SOURCE DATA
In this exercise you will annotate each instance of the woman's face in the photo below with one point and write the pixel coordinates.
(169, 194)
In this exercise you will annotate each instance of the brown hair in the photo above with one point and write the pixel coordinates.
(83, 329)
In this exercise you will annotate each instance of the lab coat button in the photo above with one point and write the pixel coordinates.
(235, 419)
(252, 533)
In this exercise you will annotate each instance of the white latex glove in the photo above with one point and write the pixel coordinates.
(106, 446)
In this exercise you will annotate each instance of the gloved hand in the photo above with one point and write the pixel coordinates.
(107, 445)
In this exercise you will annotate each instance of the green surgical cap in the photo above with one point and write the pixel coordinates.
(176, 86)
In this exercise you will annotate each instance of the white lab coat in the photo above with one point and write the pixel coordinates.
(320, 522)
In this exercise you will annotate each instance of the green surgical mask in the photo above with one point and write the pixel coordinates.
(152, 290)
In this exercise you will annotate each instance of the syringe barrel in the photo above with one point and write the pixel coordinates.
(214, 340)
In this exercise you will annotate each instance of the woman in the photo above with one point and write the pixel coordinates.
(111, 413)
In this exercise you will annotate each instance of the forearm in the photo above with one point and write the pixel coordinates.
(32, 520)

TASK PROMPT
Format the data above as a two-column CSV with the headers instruction and points. Give one row for each instruction with its points, enclose each field in double quotes, and replace any line breaks inside a field with spaces.

REPLY TO THE TASK
instruction,points
"In this exercise you will annotate each instance of the woman's face in the photo below with one point and write the pixel coordinates.","(169, 194)"
"In this exercise you will annotate each instance of the brown hair in the photo above with one point and write the pixel coordinates.","(83, 329)"
"In this exercise you will annotate each instance of the lab coat button in the photo above with one point and write the pixel coordinates.","(235, 419) (252, 533)"
"In this exercise you will annotate each instance of the white latex glove in the photo above with one point and write the pixel coordinates.","(106, 446)"
"In this exercise you will annotate each instance of the gloved hand in the photo above with one point and write the pixel coordinates.","(107, 445)"
"In this exercise you will annotate each instance of the green surgical cap in the photo above with one point and write the pixel coordinates.","(176, 86)"
"In this exercise you will annotate each instance of the white lab coat in the photo above with one point and write the pixel coordinates.","(320, 522)"
"In this exercise you will annotate each instance of the green surgical mask in the photo above with one point and write the pixel coordinates.","(152, 290)"
"In this exercise you will annotate each instance of the syringe barrel in the photo above with one point and write the pixel coordinates.","(214, 340)"
"In this exercise you will annotate each instance of the woman in the photo above with one point and write the pixel coordinates.","(111, 413)"
"In this exercise you will annotate each instance of the forearm in the photo above with one point and write the pixel coordinates.","(32, 520)"